ZITIERTER AUSZUG
::::

Eine 20 Meter lange Schlange kriecht in einen Spalt. Sie gleitet zwischen Betonplatten hindurch, die dicht aufeinander liegen. Verbogene und zerbrochene Metallstangen ragen aus dem Staub. In den Trümmern sucht die Schlange nach einem Opfer. Sie will nicht töten, sondern retten. Denn sie ist ein Roboter, der nach einem Erdbeben verschüttete Menschen aufspürt.
Das mechanische Wesen heisst Roboa und wurde an der ETH Zürich entwickelt. Studierende haben den Roboter im Juli vorgestellt, bei der Arche 2023. An dem Anlass tauscht sich die Schweizer Armee mit Start-ups aus. Ziel ist es, die Katastrophenhilfe der Zukunft zu erproben. Dazu durften rund 150 Forschende ein Militärgelände im Raum Genf nutzen. Normalerweise trainieren dort Rettungstruppen für den Ernstfall. Doch an der Arche 2023 testen Wissenschaftler ihre Systeme in den Trümmerhaufen, die überall herumliegen.
Retterin unter den Trümmern
Eines dieser Wundergeräte ist die Roboa. In ihr steckt ein Mikrofon, um mit Verschütteten Kontakt aufzunehmen. Damit sie unter dem Schutt nicht verdursten oder verhungern, pumpt der Roboter Wasser und Flüssignahrung zu ihnen, bis sie geborgen sind. Die Tech-Schlange kann durch enge Räume gleiten, die für Menschen unbegehbar sind. Dadurch schützt sie zugleich die Rettungskräfte, da diese nicht durch instabile Ruinen steigen müssen, um nach Überlebenden zu suchen.
Die Schlange besteht aus einzelnen Teilen. Zwei Personen können sie innert 15 Minuten zusammenbauen, an eine Stromquelle anschliessen – schon ist sie einsatzfähig. Bei Vollgas kann die Roboa pro Sekunde einen halben Meter zurücklegen. Sie bewegt sich wie eine unendliche Raupe, die von innen nach aussen gestülpt wird. Technisch wäre es möglich, die Roboa mit einer Künstlichen Intelligenz zu versehen, damit sie eigenständig Hindernisse überwindet. Aber noch ist die Schlange kein autonomes Wesen.

::::

ARBEITSANWEISUNGEN
a) Gib bitte aus dem Text über den Rettungsroboter Roboa den Abschnitt wörtlich wieder. Er beginnt bei den Worten „Eine 20 Meter“ und endet nach „die überall herumliegen.“.
b) Beantworte zum Text über den Rettungsroboter Roboa diese Fragen:
(i) An welcher Hochschule wurde Roboa entwickelt?
(ii) Wie viele Personen können die Schlange innert 15 Minuten zusammenbauen?
(iii) Welche Strecke legt Roboa bei Vollgas pro Sekunde zurück?

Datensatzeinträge
::::

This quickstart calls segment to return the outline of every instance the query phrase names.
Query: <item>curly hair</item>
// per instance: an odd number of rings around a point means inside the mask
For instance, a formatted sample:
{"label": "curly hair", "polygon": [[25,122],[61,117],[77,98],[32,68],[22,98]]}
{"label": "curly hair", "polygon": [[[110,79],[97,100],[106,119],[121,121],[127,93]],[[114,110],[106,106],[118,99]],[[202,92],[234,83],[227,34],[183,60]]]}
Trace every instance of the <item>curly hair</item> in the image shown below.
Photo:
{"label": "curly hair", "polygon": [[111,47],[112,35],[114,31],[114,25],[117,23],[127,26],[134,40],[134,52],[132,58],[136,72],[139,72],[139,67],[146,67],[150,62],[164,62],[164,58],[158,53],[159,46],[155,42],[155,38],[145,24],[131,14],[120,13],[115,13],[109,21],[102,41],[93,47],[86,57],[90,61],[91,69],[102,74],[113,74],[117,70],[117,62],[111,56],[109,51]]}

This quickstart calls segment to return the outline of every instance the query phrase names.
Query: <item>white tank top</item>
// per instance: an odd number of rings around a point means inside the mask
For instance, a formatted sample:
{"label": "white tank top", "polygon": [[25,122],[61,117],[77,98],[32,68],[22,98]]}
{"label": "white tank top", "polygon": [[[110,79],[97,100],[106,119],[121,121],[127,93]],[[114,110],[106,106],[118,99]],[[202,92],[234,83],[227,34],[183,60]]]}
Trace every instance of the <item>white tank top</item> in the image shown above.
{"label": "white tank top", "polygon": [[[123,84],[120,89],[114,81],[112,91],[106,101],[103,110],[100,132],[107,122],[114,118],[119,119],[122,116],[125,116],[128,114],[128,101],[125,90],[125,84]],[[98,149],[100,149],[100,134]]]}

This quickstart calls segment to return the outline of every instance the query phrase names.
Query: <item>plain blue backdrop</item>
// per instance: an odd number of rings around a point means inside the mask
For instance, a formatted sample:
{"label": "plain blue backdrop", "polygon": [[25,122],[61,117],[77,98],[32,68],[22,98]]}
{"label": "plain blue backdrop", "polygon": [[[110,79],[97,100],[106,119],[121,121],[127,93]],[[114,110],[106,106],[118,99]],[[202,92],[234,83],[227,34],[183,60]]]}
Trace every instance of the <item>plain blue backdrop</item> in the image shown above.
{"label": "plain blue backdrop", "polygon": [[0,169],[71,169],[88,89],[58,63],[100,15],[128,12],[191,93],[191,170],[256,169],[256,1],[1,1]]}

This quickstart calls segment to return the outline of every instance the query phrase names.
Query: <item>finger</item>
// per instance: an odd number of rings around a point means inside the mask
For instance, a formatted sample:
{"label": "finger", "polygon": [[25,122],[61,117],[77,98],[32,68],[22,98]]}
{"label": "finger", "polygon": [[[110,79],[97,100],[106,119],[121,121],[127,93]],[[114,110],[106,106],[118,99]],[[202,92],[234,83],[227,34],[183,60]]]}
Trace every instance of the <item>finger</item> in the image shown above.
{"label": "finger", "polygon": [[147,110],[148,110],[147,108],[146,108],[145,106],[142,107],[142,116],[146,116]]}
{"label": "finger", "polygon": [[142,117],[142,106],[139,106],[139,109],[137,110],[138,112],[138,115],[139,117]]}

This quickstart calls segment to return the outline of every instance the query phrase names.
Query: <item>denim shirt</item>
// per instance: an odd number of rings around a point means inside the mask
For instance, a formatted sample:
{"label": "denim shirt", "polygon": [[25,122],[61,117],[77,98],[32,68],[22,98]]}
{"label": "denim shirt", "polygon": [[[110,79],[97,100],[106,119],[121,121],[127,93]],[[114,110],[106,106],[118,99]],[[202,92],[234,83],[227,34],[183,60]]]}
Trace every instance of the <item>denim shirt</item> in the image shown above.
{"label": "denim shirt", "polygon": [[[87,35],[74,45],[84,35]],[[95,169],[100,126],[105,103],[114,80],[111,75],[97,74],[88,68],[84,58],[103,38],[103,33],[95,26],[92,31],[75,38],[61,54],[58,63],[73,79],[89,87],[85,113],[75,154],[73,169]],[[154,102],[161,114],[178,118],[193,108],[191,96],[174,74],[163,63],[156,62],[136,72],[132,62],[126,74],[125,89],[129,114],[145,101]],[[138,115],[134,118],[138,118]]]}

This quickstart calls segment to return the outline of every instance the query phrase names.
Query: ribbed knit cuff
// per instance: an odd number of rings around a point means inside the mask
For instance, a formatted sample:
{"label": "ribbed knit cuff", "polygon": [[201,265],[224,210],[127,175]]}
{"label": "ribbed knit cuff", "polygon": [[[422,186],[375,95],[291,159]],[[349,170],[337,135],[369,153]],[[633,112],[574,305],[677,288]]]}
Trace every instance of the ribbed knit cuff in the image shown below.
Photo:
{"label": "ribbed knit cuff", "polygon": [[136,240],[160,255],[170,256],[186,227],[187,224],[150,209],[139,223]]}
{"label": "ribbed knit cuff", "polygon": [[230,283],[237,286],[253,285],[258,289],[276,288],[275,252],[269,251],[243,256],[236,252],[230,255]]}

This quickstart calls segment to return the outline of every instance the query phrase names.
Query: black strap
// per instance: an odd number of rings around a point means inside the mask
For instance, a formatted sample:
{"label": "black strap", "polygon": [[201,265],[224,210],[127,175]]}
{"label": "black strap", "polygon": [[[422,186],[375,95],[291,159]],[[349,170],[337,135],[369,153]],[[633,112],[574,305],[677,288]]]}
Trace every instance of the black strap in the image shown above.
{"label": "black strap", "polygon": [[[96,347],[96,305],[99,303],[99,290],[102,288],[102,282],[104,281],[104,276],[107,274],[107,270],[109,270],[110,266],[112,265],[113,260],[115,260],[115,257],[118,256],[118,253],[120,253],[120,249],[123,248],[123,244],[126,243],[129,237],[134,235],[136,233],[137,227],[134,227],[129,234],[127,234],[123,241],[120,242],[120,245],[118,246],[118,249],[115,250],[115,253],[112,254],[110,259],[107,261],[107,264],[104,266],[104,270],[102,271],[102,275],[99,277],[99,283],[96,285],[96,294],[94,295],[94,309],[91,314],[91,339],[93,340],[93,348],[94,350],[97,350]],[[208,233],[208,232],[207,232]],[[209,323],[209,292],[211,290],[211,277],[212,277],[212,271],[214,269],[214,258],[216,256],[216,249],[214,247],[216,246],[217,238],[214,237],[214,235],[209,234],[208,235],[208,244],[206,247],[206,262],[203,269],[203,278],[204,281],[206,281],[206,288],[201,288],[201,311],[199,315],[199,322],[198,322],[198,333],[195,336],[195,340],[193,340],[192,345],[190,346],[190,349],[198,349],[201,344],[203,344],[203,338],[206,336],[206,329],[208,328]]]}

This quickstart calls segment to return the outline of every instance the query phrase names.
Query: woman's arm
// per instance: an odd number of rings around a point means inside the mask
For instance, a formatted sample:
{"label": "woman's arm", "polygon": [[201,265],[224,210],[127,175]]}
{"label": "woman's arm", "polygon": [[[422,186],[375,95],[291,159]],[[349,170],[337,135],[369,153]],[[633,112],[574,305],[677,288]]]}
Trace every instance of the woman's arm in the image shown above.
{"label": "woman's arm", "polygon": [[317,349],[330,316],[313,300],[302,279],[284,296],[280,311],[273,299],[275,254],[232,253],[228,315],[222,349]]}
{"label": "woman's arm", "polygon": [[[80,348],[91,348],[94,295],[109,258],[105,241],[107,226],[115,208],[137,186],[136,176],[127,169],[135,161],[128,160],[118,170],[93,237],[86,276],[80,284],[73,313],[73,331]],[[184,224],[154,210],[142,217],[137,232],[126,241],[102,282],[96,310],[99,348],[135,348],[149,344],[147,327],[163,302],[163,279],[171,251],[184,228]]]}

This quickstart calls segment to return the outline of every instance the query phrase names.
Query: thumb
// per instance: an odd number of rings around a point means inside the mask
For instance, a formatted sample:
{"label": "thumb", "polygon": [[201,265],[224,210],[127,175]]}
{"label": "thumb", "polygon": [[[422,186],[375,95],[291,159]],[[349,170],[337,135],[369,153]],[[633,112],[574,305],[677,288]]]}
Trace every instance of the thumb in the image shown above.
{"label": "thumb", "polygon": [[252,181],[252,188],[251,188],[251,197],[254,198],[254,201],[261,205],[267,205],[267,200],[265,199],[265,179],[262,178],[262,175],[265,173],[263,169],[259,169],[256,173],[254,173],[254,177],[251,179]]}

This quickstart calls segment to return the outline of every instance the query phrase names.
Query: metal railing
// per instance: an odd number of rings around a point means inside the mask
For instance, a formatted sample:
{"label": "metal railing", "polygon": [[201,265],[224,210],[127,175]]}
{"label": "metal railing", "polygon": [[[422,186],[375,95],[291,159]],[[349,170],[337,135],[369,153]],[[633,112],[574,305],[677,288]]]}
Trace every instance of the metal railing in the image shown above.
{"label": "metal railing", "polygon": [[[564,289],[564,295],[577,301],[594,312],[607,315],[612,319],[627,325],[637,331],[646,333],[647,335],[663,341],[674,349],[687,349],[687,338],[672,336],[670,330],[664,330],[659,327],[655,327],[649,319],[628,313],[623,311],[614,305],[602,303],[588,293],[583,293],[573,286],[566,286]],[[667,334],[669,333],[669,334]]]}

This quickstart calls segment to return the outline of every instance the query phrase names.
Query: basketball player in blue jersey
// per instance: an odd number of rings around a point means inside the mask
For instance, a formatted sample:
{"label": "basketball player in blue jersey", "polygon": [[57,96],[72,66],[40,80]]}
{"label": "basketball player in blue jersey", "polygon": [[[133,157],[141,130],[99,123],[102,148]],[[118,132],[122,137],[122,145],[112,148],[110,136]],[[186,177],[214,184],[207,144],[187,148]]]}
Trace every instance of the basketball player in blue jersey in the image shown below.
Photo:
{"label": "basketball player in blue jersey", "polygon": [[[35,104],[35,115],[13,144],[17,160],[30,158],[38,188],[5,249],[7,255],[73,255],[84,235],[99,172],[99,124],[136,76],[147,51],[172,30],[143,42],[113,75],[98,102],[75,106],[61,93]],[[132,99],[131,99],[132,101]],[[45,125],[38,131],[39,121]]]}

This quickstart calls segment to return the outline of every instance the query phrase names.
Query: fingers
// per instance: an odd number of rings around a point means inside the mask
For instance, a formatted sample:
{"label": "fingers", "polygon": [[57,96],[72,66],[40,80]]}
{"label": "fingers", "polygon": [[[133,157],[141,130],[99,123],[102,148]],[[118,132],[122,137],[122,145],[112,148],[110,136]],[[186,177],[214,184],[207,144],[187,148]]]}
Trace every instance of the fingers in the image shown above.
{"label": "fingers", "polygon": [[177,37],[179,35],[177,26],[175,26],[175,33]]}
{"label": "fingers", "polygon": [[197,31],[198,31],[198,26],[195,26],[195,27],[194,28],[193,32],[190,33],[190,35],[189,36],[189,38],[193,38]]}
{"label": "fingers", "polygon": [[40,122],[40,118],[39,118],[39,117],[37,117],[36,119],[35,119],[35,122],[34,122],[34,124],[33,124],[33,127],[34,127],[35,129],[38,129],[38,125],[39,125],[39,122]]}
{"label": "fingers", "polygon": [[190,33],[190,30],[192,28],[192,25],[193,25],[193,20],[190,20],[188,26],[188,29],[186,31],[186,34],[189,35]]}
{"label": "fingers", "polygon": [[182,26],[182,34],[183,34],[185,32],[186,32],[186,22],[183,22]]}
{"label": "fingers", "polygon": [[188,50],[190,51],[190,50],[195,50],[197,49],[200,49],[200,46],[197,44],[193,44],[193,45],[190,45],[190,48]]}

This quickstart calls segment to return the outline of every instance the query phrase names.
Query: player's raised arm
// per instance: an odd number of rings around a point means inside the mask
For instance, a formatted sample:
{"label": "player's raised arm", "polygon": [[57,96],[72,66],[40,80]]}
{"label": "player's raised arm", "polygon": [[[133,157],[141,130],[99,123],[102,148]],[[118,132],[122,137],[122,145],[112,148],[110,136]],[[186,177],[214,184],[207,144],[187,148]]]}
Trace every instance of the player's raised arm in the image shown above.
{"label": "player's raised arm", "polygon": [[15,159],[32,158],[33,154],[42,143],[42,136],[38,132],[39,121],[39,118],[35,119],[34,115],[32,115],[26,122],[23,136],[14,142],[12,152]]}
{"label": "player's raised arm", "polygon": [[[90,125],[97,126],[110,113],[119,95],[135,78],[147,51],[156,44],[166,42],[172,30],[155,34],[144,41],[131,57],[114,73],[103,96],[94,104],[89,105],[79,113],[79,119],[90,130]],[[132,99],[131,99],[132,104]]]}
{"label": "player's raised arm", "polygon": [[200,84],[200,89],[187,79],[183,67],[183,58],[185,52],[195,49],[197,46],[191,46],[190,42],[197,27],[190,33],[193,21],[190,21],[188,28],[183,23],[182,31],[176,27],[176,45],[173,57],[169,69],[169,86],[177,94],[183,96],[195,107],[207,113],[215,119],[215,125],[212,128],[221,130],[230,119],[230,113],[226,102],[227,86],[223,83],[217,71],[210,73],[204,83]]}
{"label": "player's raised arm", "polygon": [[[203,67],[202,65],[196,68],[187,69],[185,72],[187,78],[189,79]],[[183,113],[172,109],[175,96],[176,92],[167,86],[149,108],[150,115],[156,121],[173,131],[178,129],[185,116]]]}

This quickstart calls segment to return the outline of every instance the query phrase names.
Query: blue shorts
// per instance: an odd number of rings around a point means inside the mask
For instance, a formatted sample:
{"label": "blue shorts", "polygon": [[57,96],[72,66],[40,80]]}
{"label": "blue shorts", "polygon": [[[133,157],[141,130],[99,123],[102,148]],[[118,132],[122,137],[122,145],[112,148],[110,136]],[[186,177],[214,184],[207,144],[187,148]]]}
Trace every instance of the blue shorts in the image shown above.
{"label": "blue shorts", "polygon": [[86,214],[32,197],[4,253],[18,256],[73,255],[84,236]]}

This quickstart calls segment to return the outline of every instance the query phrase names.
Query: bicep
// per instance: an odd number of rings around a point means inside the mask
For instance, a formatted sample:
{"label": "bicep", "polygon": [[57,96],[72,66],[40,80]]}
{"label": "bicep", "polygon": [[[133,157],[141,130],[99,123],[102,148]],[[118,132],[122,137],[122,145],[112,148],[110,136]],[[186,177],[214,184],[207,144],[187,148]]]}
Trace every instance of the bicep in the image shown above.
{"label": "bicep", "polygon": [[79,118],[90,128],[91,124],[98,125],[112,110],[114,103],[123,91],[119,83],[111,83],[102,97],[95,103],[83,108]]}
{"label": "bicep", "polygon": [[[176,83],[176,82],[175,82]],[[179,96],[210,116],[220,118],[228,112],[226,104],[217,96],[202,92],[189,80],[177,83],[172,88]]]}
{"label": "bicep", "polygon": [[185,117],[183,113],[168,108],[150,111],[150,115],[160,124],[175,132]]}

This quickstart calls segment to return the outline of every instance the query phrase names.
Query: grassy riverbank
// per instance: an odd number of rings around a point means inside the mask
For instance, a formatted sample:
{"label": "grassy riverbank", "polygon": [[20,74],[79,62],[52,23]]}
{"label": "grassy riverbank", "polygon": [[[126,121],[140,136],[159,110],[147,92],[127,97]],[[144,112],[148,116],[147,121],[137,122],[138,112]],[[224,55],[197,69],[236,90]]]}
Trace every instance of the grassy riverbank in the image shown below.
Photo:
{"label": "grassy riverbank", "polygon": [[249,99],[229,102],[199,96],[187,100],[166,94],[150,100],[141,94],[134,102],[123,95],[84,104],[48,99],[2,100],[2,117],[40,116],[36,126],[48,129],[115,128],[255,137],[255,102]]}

::::

LÖSUNGEN FOLGEN
a)
Eine 20 Meter lange Schlange kriecht in einen Spalt. Sie gleitet zwischen Betonplatten hindurch, die dicht aufeinander liegen. Verbogene und zerbrochene Metallstangen ragen aus dem Staub. In den Trümmern sucht die Schlange nach einem Opfer. Sie will nicht töten, sondern retten. Denn sie ist ein Roboter, der nach einem Erdbeben verschüttete Menschen aufspürt.
Das mechanische Wesen heisst Roboa und wurde an der ETH Zürich entwickelt. Studierende haben den Roboter im Juli vorgestellt, bei der Arche 2023. An dem Anlass tauscht sich die Schweizer Armee mit Start-ups aus. Ziel ist es, die Katastrophenhilfe der Zukunft zu erproben. Dazu durften rund 150 Forschende ein Militärgelände im Raum Genf nutzen. Normalerweise trainieren dort Rettungstruppen für den Ernstfall. Doch an der Arche 2023 testen Wissenschaftler ihre Systeme in den Trümmerhaufen, die überall herumliegen.

b)
(i) An der ETH Zürich.
(ii) Zwei Personen.
(iii) Einen halben Meter.